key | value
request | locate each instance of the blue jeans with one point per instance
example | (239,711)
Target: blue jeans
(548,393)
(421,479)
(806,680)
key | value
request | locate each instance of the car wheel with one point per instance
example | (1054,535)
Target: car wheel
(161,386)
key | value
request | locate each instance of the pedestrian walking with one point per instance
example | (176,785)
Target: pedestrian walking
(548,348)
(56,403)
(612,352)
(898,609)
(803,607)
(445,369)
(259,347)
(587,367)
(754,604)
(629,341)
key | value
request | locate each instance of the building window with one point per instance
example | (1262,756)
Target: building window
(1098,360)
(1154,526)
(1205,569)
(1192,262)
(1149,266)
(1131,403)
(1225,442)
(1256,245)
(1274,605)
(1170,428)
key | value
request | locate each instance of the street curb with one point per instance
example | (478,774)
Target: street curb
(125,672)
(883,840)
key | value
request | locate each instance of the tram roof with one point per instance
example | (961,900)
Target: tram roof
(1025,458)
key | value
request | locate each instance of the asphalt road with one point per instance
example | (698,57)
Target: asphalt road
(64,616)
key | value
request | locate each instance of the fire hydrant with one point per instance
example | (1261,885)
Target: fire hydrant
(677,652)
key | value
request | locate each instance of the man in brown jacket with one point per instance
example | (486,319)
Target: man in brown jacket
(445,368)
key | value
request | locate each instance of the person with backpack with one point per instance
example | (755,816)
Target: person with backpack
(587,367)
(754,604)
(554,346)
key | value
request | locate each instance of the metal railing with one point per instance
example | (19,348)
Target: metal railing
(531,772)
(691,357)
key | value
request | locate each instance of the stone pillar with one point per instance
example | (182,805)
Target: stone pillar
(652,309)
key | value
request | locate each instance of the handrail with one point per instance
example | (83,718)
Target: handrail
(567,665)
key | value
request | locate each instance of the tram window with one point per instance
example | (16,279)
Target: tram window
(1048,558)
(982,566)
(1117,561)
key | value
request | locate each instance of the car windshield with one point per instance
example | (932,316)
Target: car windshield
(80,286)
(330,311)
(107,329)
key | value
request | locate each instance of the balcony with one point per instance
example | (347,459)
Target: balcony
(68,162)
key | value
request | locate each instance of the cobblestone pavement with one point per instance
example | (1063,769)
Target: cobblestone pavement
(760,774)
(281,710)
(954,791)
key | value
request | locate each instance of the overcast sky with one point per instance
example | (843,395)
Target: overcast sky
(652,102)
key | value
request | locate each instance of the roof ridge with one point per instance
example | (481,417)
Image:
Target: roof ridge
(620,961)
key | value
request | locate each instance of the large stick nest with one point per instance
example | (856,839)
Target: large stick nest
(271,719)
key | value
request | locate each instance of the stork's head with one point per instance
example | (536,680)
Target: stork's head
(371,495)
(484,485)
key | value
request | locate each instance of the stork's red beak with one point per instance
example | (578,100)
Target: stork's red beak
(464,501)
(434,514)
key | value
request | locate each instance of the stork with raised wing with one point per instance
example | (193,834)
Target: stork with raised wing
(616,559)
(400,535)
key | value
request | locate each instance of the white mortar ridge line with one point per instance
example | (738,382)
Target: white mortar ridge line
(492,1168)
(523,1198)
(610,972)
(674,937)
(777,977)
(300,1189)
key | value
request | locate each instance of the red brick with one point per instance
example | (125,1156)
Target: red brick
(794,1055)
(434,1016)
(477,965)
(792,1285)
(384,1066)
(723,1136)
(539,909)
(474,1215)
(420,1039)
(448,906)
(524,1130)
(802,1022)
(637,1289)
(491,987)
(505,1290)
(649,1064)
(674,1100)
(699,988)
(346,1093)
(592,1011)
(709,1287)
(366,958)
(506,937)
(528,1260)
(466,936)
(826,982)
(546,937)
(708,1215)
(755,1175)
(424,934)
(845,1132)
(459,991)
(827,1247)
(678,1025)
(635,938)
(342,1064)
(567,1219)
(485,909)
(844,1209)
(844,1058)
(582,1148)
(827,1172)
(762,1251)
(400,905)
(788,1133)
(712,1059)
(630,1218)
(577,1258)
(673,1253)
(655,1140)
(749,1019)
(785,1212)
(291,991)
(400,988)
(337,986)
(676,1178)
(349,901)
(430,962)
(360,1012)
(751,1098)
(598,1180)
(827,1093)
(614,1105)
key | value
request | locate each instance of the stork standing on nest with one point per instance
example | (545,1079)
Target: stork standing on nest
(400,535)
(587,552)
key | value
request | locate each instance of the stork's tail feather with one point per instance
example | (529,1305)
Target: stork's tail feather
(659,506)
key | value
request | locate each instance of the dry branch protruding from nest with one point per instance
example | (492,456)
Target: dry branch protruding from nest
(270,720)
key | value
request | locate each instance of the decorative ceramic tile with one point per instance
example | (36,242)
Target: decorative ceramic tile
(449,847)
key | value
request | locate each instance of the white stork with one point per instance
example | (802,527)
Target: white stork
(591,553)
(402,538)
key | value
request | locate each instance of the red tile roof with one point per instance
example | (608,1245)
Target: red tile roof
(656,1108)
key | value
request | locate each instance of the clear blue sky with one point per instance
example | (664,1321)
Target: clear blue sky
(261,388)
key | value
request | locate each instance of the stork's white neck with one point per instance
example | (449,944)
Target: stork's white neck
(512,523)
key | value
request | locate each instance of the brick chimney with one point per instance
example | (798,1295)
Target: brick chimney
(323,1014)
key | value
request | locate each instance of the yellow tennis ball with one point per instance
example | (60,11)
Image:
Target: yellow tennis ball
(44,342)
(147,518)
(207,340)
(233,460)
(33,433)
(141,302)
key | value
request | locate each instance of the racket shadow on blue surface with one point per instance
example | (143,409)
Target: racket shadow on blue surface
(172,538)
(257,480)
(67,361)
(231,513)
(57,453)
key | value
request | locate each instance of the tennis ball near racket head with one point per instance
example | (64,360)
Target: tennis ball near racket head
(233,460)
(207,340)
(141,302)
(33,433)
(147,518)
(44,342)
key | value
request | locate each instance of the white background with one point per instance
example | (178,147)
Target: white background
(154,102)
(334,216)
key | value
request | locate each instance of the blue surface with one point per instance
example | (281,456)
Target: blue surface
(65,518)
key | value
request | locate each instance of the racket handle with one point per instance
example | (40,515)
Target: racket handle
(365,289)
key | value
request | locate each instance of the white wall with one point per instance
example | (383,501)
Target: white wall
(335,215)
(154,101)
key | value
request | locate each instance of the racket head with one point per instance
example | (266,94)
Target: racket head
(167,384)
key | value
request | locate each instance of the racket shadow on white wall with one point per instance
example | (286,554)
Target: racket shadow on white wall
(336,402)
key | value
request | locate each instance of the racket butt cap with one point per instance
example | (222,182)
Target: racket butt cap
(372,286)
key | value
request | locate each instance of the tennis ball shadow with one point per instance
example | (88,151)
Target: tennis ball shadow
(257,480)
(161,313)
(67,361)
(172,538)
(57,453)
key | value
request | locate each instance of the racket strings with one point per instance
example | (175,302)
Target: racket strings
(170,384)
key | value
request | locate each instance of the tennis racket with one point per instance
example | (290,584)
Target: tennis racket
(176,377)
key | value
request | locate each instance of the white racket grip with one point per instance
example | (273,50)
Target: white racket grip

◇ ◇ ◇ ◇ ◇ ◇ ◇

• **EXERCISE**
In the entries above, find the line holding "Target: blue jeans" and the line holding "request | locate each instance of the handrail", then retype exactly those two lines and every line between them, and nothing else.

• **SOLUTION FOR THIS PROBLEM**
Target: blue jeans
(548,393)
(421,479)
(806,680)
key | value
request | locate each instance of the car wheel with one point per instance
example | (1054,535)
Target: car wheel
(161,386)
key | value
request | locate each instance of the pedestrian walking with one point per instance
example | (176,785)
Target: pedestrian walking
(548,348)
(56,403)
(612,352)
(898,609)
(803,607)
(445,369)
(259,347)
(587,367)
(754,604)
(629,341)
key | value
request | locate each instance of the building window with one point per instance
example | (1262,756)
Target: building window
(1098,360)
(1154,526)
(1205,569)
(1192,262)
(1149,266)
(1131,403)
(1225,442)
(1256,245)
(1274,605)
(1170,428)
key | value
request | locate each instance of the street curb with one point per instance
example | (478,774)
Target: street curb
(125,672)
(883,840)
key | value
request | locate each instance of the tram roof with one point per instance
example | (961,900)
Target: tram roof
(1025,458)
key | value
request | locate each instance of the asphalt road with one point per instance
example | (698,57)
Target: asphalt road
(64,616)
key | value
request | locate each instance of the fire hydrant with one point per instance
example | (1261,885)
Target: fire hydrant
(677,652)
key | value
request | locate each instance of the man in brown jacket with one point per instance
example | (486,319)
Target: man in brown jacket
(445,368)
key | value
request | locate each instance of the person with backpack with one point per instance
example | (755,816)
Target: person with backpack
(587,367)
(754,604)
(554,346)
key | value
request | locate each instance of the metal railing with one point per instance
example | (19,348)
Target: metal railing
(531,772)
(691,357)
key | value
request | locate each instance of the stone pillar with one point per instance
example | (182,805)
Target: stone pillar
(652,309)
key | value
request | locate each instance of the handrail with one point per instance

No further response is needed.